**** Quoted text
- Born: 10 April 1583 Robelmont, Duchy of Luxembourg
- Died: 6 January 1649 (aged 65) Leuven, Duchy of Brabant
- Education: University of Cologne
- Occupation: professor
- Writing career
- Language: Latin
- Period: Baroque
- Genre: Neo-Latin drama

= Nicolaus Vernulaeus =

Professor and playwright (1583–1649)

Nicolaus Vernulaeus (1583–1649) was a professor at the University of Leuven and an important Neo-Latin playwright.

==Life==
Nicolas de Vernulz (later Latinized Nicolaus Vernulaeus) was born at Robelmont, near Virton in the Duchy of Luxembourg, on 10 April 1583. He studied at the University of Cologne, matriculating in 1601 and graduating Master of Arts. In 1610 he succeeded Jean-Baptiste Gramaye as public professor of eloquence at the University of Leuven.
********
**** Data provided
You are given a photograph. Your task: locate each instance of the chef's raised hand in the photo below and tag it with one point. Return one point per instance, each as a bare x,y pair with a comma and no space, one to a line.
********
> Aim of the task
Reproduce the stretch of the Vernulaeus biography from "Professor and playwright" through "important Neo-Latin playwright.", keeping its wording unchanged.

> Reply to the exercise
Professor and playwright (1583–1649)

Nicolaus Vernulaeus (1583–1649) was a professor at the University of Leuven and an important Neo-Latin playwright.